Extract to read:
One of the benefits of buying American-made furniture is that the pieces are most likely built out of domestically grown trees. And those trees are likely harvested from sustainably managed forests. That means you can rest easy knowing your purchase isn’t supporting harmful logging practices like clear cutting (and in fact may actually be helping to maintain a healthy ecosystem).
We had a general idea about why this mattered, but we never knew exactly what went on in a sustainably managed logging operation. So we jumped at the chance to visit a logging site in New Hampshire and learn everything we could about the actual business of cutting down trees. Here’s what we discovered:
- Most lumber is cut from privately owned land. The landowner hires a logger to come cut down a portion of the trees and splits the profit when those trees are sold.
- Cutting down trees is kind of like weeding your garden–just on a larger scale. The logger takes out the diseased and overly large trees, which makes room for the younger, healthier ones to grow.
- Most of the trees are not clear cut (which is when a logger removes all the trees from a certain area). Instead, one will be removed and the neighboring trees are left standing.
- Some areas require clear-cutting (if, for instance, all of the trees are diseased). This cleared area gives wildlife a spot to forage for food.
- Logging does not require a lot of people. There might just be three men (and it’s often men) handling the job: someone to cut the trees down, someone to haul the trees out of the forest, and someone to cut the trees into logs that can fit on a truck.
- There is very little waste. Any part of the tree that is removed but can’t be used as a log gets processed into wood chips and sold (at the logging site we went to, the wood chips were burned for power).
- All of the work above is done with really large tools. There’s no guys with a hand-held saw here. In fact, it takes just about a second for a tree to be cut down.
- After the logs leave the site, they are taken to a mill where they are cut into boards and dried.
- Sadly, the number of mills in America has gotten so low, they can’t possibly process the amount of lumber that gets cut down. So a lot of these logs are shipped to Canada or overseas for processing and made into imported furniture and flooring.
- There’s no need to feel guilty about deforestation in American forests: Hardwood tree numbers have increased more than 90 percent in the last 50 years and two new trees are grown for every one that is removed.

Given entries:
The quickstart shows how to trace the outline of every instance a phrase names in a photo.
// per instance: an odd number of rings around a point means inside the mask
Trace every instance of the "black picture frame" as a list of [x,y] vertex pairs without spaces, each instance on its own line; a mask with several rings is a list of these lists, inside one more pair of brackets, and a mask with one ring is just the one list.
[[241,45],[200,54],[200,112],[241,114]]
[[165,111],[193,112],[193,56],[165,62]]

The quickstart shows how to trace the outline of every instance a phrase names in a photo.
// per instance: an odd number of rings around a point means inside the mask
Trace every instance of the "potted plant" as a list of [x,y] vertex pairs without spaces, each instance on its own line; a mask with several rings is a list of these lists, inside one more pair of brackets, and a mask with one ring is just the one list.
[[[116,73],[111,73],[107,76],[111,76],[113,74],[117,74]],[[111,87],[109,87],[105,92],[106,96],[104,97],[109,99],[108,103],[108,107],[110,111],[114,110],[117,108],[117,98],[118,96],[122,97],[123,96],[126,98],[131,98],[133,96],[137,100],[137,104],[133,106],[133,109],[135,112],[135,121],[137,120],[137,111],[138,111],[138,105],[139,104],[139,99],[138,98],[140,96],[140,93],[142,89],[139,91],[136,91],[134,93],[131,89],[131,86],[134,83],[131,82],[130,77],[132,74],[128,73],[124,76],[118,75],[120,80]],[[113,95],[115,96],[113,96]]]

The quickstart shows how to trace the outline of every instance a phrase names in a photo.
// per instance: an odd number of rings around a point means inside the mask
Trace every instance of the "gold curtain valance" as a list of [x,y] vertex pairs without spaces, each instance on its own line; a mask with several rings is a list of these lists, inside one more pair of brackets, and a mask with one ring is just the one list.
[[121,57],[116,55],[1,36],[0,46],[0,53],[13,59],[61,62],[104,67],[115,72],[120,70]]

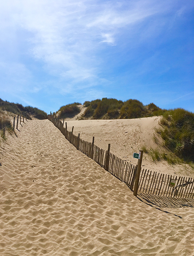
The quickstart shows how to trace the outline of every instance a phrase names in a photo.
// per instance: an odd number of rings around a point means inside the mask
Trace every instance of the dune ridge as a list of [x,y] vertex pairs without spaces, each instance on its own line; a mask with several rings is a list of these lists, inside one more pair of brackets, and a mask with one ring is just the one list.
[[0,255],[194,255],[193,207],[141,201],[48,120],[20,130],[0,166]]

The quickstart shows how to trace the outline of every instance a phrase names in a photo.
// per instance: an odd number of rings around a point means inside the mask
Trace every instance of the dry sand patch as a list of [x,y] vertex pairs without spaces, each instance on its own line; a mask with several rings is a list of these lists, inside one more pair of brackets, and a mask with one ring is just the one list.
[[0,255],[194,255],[193,208],[151,207],[51,122],[26,122],[0,167]]
[[[137,164],[133,157],[134,152],[139,152],[145,145],[147,148],[155,149],[158,145],[154,142],[154,128],[160,127],[161,116],[152,116],[136,119],[116,120],[66,120],[68,129],[71,131],[74,127],[74,134],[80,133],[81,139],[92,142],[106,150],[111,144],[111,152],[121,159],[133,165]],[[160,144],[162,144],[160,138]],[[186,165],[169,165],[164,160],[153,162],[144,153],[142,167],[157,172],[178,176],[194,177],[190,168]]]

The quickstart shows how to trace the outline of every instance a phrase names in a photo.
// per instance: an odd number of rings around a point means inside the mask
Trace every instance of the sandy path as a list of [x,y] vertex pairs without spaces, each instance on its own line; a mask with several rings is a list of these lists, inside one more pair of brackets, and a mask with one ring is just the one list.
[[[71,131],[74,126],[74,134],[80,133],[81,139],[91,142],[94,136],[94,143],[101,148],[107,150],[111,144],[111,152],[122,159],[128,160],[134,165],[137,164],[137,159],[133,154],[138,152],[145,145],[147,148],[157,148],[155,143],[154,128],[160,127],[160,116],[152,116],[136,119],[115,120],[66,120],[68,129]],[[162,144],[159,138],[159,144]],[[142,167],[171,175],[194,177],[193,170],[185,165],[169,165],[161,160],[153,162],[145,153]]]
[[194,208],[151,207],[51,122],[23,126],[0,167],[0,255],[194,255]]

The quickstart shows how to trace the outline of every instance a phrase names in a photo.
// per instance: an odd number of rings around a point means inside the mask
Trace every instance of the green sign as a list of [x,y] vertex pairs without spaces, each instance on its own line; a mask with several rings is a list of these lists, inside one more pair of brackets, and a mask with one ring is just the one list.
[[139,158],[139,154],[138,153],[134,153],[133,154],[133,157],[134,158]]

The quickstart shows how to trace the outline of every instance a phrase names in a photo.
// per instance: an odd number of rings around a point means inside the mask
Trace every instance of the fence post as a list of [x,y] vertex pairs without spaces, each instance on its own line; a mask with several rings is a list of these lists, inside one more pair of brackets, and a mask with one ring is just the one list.
[[74,131],[74,126],[72,126],[71,132],[71,135],[70,135],[70,143],[71,143],[72,137],[73,137],[73,132]]
[[91,143],[91,158],[93,159],[94,155],[94,137],[93,137],[92,138],[92,143]]
[[109,161],[110,158],[110,148],[111,148],[111,144],[109,144],[108,147],[108,150],[106,152],[106,158],[105,160],[105,169],[106,171],[108,171],[109,167]]
[[79,150],[79,147],[80,146],[80,134],[78,134],[78,139],[77,140],[77,150]]
[[14,131],[14,129],[15,129],[15,117],[14,116],[14,123],[13,124],[13,131]]
[[3,140],[6,137],[6,126],[4,126],[3,130]]
[[138,159],[138,162],[137,163],[137,168],[136,175],[135,177],[135,186],[134,187],[134,195],[135,196],[137,196],[137,191],[138,190],[139,180],[140,180],[140,172],[141,171],[141,163],[142,162],[142,157],[143,157],[143,150],[140,150],[139,155],[140,157]]
[[19,115],[17,115],[17,124],[16,125],[16,129],[17,130],[18,128],[18,122],[19,122]]

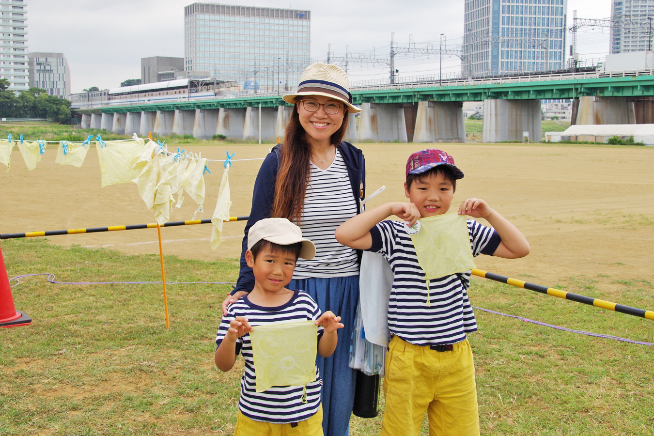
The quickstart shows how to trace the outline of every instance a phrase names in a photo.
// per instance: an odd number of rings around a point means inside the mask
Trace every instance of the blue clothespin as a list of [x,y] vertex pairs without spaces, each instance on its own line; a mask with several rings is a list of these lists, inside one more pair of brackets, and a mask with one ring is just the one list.
[[236,154],[236,152],[234,152],[233,153],[232,153],[232,156],[230,156],[230,152],[228,151],[225,150],[225,152],[227,154],[227,160],[226,160],[224,163],[222,164],[222,166],[225,168],[225,169],[227,169],[228,163],[230,164],[230,168],[232,167],[232,158],[234,157],[234,155]]
[[97,136],[95,137],[95,141],[97,141],[97,142],[99,142],[100,143],[100,148],[107,148],[107,143],[105,143],[105,141],[102,141],[102,137],[100,136],[99,133],[98,133]]
[[[99,136],[99,135],[98,135],[98,136]],[[92,139],[93,139],[93,135],[89,135],[88,137],[86,138],[86,141],[85,141],[84,142],[82,143],[82,146],[83,147],[85,145],[90,145],[91,144],[91,140]]]

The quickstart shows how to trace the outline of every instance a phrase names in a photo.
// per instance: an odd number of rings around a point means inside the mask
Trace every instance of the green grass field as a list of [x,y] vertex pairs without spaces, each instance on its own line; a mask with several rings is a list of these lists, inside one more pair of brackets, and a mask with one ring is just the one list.
[[[160,280],[156,256],[60,247],[45,239],[3,241],[2,250],[10,277]],[[165,267],[169,282],[230,282],[237,274],[235,260],[166,256]],[[474,306],[654,342],[651,320],[473,278]],[[591,297],[610,284],[619,290],[618,303],[654,309],[654,284],[637,277],[579,275],[540,284]],[[34,322],[1,331],[0,434],[231,435],[242,360],[226,373],[213,361],[220,304],[230,289],[169,284],[167,331],[160,285],[22,279],[12,289],[14,303]],[[470,339],[482,434],[654,434],[651,346],[475,313],[480,329]],[[377,435],[381,422],[381,414],[354,418],[351,434]]]

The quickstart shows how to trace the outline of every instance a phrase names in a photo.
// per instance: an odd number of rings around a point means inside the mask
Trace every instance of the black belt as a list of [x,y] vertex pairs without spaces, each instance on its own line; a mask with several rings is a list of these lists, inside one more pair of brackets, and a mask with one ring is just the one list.
[[454,345],[430,345],[430,350],[434,350],[435,351],[452,351],[454,349]]

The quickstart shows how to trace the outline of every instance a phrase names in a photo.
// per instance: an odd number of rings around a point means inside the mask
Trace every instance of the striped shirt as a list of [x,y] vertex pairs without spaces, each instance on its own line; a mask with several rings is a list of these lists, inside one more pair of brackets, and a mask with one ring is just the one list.
[[315,244],[316,256],[311,260],[298,259],[293,278],[359,273],[356,251],[339,244],[334,235],[336,227],[356,214],[356,199],[352,195],[350,176],[338,150],[327,169],[312,162],[300,227],[302,236]]
[[[228,309],[227,315],[220,321],[216,344],[220,346],[230,328],[230,322],[236,316],[247,318],[250,325],[256,327],[269,322],[317,320],[320,316],[318,305],[303,291],[295,291],[288,303],[277,307],[258,306],[251,303],[246,295]],[[323,330],[322,327],[318,327],[318,340]],[[304,386],[273,386],[263,392],[256,392],[256,373],[249,333],[237,339],[236,354],[239,352],[245,360],[245,372],[241,379],[241,398],[239,399],[241,413],[255,421],[286,424],[303,421],[318,412],[322,380],[317,367],[316,380],[306,386],[307,403],[302,403]]]
[[[474,220],[467,221],[473,255],[492,255],[501,242],[497,232]],[[416,345],[443,345],[460,342],[466,333],[477,330],[466,292],[471,271],[431,280],[428,288],[403,222],[382,221],[370,234],[370,251],[383,254],[393,271],[388,300],[388,329],[392,334]]]

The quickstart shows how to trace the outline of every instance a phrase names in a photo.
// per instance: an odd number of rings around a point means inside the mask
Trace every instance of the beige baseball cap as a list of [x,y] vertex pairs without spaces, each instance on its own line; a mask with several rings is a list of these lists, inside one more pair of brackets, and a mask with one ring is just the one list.
[[279,245],[302,243],[300,258],[311,260],[316,255],[316,246],[313,243],[303,238],[300,227],[286,218],[265,218],[254,223],[248,232],[247,249],[252,250],[254,244],[262,239]]

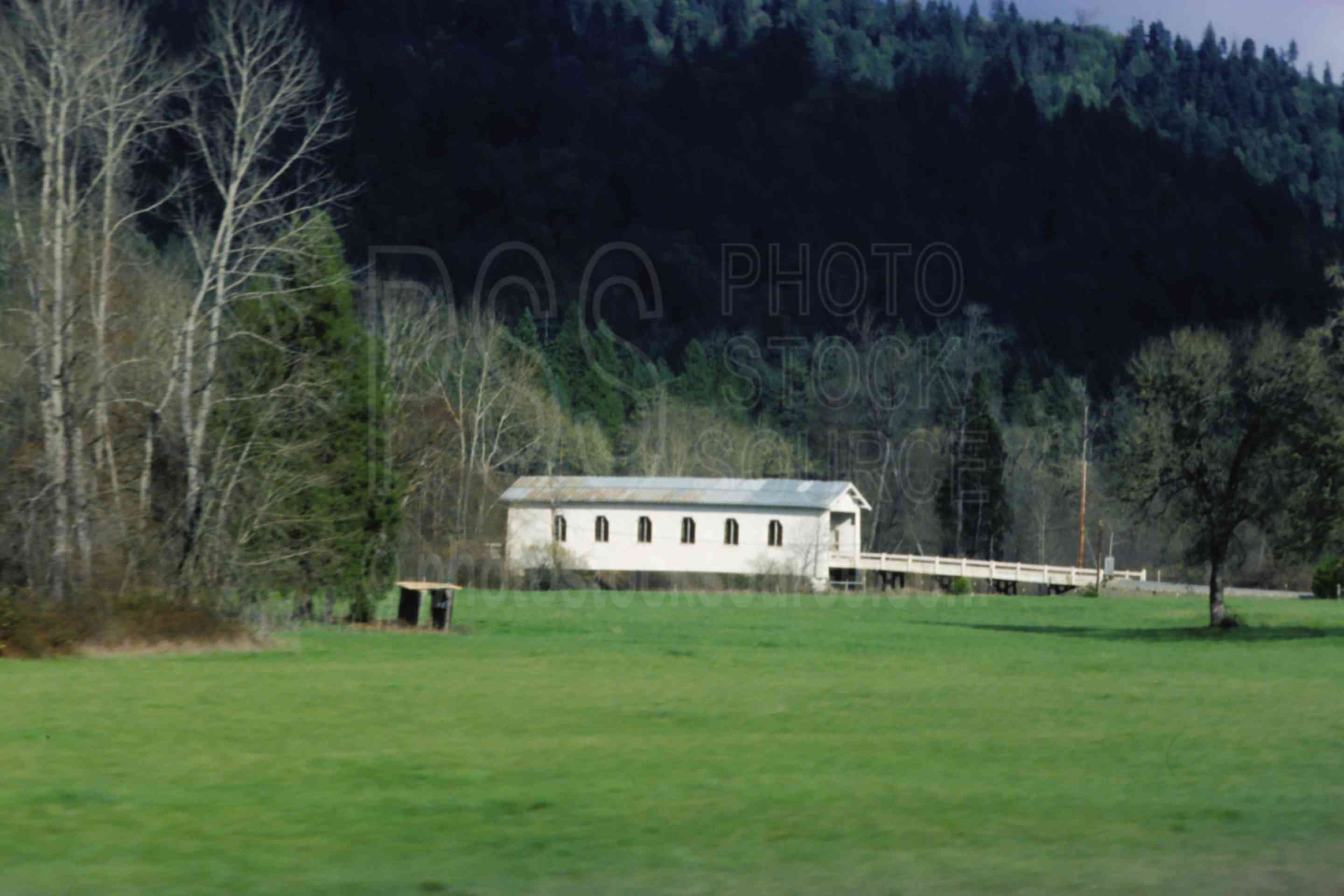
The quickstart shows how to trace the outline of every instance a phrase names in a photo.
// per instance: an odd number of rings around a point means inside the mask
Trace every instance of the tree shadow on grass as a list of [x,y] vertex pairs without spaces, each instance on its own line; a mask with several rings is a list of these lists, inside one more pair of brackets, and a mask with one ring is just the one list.
[[1191,642],[1211,641],[1249,643],[1258,641],[1304,641],[1310,638],[1344,638],[1344,629],[1310,626],[1241,626],[1238,629],[1101,629],[1093,626],[1023,626],[991,625],[985,622],[914,622],[926,626],[980,629],[982,631],[1013,631],[1020,634],[1055,634],[1066,638],[1097,638],[1101,641]]

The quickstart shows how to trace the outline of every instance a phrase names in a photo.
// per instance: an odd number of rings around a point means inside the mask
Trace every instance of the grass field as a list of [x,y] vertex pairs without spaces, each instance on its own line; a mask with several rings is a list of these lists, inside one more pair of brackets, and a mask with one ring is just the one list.
[[1340,893],[1344,607],[468,592],[0,662],[0,893]]

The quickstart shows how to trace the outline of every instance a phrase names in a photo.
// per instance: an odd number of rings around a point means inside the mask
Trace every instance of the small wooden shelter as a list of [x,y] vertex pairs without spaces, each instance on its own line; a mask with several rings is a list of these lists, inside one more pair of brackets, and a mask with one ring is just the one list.
[[453,592],[462,586],[450,582],[398,582],[402,599],[396,606],[396,619],[413,629],[419,625],[421,596],[429,592],[429,621],[439,631],[453,630]]

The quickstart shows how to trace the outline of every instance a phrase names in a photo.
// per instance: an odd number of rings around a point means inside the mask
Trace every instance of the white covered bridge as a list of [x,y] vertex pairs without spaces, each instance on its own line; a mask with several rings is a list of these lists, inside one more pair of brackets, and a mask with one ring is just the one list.
[[[503,496],[507,563],[527,568],[554,547],[587,570],[628,572],[780,574],[814,587],[879,574],[883,586],[907,575],[984,579],[1054,590],[1097,580],[1095,570],[863,552],[862,512],[852,482],[683,477],[527,476]],[[1144,571],[1107,571],[1144,580]]]

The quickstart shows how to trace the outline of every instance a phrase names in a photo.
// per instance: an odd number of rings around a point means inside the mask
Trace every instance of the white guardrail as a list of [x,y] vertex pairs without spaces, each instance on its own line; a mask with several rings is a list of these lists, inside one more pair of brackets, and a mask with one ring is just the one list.
[[[1097,570],[1055,567],[1003,560],[968,560],[966,557],[929,557],[918,553],[831,553],[833,568],[880,570],[906,575],[965,576],[997,582],[1081,586],[1097,580]],[[1102,579],[1146,582],[1148,570],[1102,571]]]

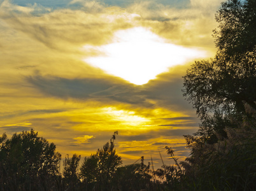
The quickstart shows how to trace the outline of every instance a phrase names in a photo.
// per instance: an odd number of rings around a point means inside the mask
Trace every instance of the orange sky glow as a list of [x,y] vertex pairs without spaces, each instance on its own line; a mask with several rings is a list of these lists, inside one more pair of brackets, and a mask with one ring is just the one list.
[[221,1],[53,2],[0,1],[0,132],[32,128],[64,158],[118,131],[124,164],[185,159],[199,121],[182,76],[214,55]]

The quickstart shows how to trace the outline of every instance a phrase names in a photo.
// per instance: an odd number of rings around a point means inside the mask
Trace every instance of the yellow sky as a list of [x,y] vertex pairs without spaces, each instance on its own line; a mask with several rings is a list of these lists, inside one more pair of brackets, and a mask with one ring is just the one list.
[[33,128],[64,157],[95,153],[118,131],[125,164],[158,164],[159,150],[171,162],[165,146],[187,156],[182,135],[199,121],[182,76],[214,55],[221,1],[1,1],[1,133]]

Aim of the exercise: In the logging article above, reproduce everything from "- All of the" down to "be cut down." word for word.

Task response:
- All of the work above is done with really large tools. There’s no guys with a hand-held saw here. In fact, it takes just about a second for a tree to be cut down.